ASSIGNED TASK — From the material below, work out how many lines contain "packaging" and answer with the number only.

DATASET CONTENT —
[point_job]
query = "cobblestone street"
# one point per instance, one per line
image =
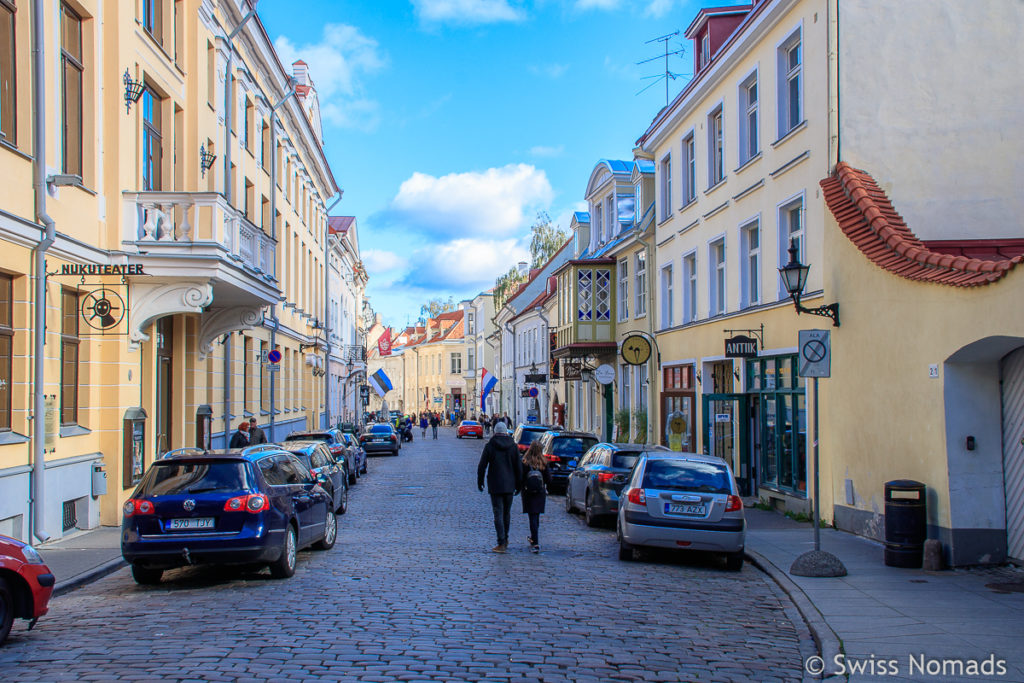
(412, 592)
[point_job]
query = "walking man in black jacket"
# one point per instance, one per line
(500, 461)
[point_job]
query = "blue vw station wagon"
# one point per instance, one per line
(253, 506)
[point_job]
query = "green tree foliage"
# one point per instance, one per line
(545, 241)
(435, 307)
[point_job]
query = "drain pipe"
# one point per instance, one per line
(273, 228)
(327, 314)
(39, 252)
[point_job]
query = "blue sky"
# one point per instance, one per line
(451, 123)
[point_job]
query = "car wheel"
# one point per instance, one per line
(625, 549)
(734, 561)
(284, 566)
(589, 515)
(6, 610)
(145, 575)
(343, 503)
(330, 532)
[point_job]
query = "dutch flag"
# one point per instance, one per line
(380, 382)
(487, 382)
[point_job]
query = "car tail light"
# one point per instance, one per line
(637, 496)
(250, 503)
(138, 507)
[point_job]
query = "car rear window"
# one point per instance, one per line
(625, 459)
(687, 475)
(571, 445)
(169, 478)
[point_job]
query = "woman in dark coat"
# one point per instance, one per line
(534, 491)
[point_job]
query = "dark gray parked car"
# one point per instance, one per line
(597, 481)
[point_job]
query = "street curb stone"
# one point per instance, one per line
(87, 578)
(828, 643)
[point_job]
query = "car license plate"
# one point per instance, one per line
(196, 522)
(679, 509)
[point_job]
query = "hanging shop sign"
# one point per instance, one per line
(740, 346)
(636, 350)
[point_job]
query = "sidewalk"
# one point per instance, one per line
(83, 557)
(890, 613)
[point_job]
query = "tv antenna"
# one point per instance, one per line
(668, 75)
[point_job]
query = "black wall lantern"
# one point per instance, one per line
(206, 160)
(795, 279)
(133, 90)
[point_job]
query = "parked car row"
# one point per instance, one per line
(255, 507)
(655, 498)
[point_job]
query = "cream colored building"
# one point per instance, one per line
(188, 280)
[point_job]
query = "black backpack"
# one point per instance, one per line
(535, 482)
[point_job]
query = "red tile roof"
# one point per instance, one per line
(866, 216)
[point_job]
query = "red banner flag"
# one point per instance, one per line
(384, 343)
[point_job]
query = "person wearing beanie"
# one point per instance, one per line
(500, 464)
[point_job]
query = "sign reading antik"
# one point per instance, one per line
(740, 346)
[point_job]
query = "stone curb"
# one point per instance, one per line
(88, 577)
(826, 640)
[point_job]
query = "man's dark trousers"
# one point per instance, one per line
(502, 506)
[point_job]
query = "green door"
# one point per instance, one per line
(726, 435)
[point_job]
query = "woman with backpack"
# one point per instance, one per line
(536, 477)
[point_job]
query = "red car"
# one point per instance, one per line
(26, 584)
(469, 428)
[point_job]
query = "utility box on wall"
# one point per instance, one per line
(133, 449)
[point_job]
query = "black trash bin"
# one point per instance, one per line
(906, 523)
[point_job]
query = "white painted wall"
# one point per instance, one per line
(932, 107)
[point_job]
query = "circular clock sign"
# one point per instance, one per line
(636, 350)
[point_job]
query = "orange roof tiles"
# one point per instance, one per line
(867, 217)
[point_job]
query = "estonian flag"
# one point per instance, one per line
(487, 382)
(380, 382)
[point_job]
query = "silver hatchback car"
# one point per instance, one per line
(684, 501)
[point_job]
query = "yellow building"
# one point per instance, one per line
(167, 285)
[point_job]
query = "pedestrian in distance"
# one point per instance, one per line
(536, 477)
(240, 439)
(500, 462)
(256, 434)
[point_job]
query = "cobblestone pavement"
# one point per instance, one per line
(412, 592)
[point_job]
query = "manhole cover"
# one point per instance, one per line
(1009, 587)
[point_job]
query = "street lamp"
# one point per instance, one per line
(794, 276)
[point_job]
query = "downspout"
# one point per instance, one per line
(327, 313)
(49, 235)
(273, 228)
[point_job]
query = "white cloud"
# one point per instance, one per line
(584, 5)
(551, 71)
(545, 151)
(467, 11)
(497, 202)
(338, 65)
(464, 263)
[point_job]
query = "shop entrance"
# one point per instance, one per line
(726, 417)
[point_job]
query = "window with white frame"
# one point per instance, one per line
(791, 91)
(666, 187)
(624, 289)
(750, 275)
(749, 143)
(640, 295)
(717, 274)
(690, 288)
(689, 170)
(668, 302)
(791, 230)
(716, 148)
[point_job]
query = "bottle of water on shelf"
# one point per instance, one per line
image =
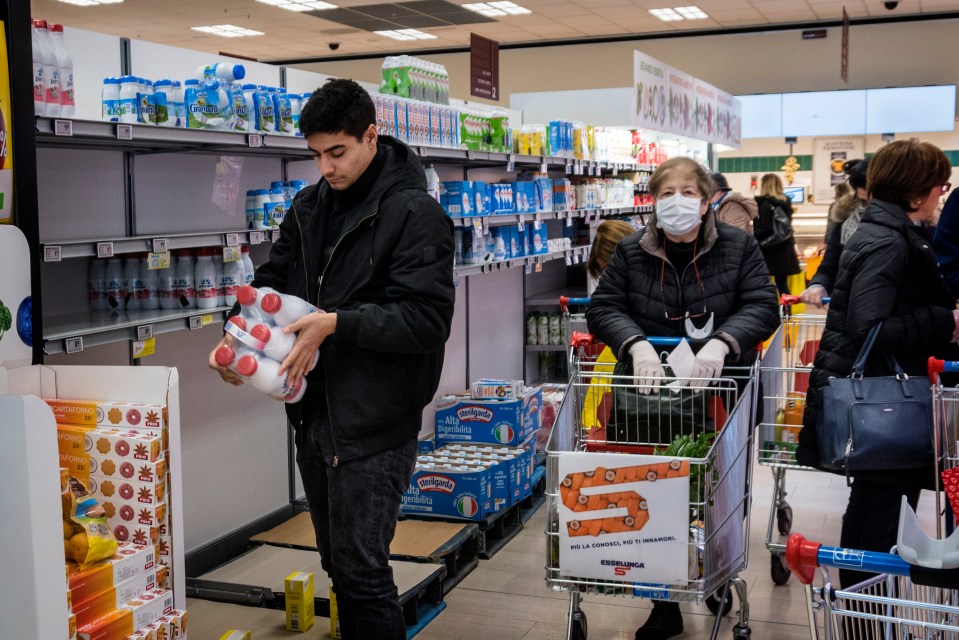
(149, 298)
(114, 284)
(132, 284)
(185, 283)
(96, 285)
(68, 107)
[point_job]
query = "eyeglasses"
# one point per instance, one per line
(662, 291)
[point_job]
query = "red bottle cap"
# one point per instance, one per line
(246, 295)
(271, 303)
(261, 332)
(225, 355)
(247, 365)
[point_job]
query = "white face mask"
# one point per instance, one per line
(678, 215)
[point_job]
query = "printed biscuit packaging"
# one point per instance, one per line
(130, 561)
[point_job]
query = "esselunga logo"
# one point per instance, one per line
(473, 413)
(435, 482)
(503, 433)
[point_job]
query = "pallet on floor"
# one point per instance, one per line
(455, 544)
(257, 578)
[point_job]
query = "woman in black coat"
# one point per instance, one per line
(780, 256)
(887, 273)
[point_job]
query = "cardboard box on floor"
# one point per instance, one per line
(158, 385)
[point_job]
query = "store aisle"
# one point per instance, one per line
(506, 597)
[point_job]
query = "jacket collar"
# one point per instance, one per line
(652, 239)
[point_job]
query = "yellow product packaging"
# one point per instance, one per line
(334, 616)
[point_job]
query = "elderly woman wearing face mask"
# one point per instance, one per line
(684, 275)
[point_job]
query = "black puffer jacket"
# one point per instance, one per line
(628, 303)
(390, 282)
(887, 273)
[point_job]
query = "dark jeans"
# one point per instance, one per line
(354, 507)
(871, 521)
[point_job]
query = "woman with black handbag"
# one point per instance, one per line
(774, 232)
(683, 274)
(888, 277)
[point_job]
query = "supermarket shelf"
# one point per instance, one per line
(88, 247)
(103, 327)
(96, 134)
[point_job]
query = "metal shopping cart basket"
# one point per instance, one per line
(785, 369)
(902, 601)
(621, 521)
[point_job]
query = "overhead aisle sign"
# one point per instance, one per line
(672, 101)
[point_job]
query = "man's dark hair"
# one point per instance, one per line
(339, 105)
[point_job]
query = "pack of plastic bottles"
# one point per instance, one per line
(261, 345)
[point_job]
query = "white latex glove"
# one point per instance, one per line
(813, 295)
(710, 359)
(647, 366)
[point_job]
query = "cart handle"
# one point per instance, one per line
(565, 301)
(936, 366)
(804, 556)
(788, 300)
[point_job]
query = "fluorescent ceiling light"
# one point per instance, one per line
(691, 13)
(299, 5)
(406, 34)
(666, 15)
(90, 3)
(228, 31)
(494, 9)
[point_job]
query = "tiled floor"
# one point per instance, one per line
(506, 598)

REPLY — 2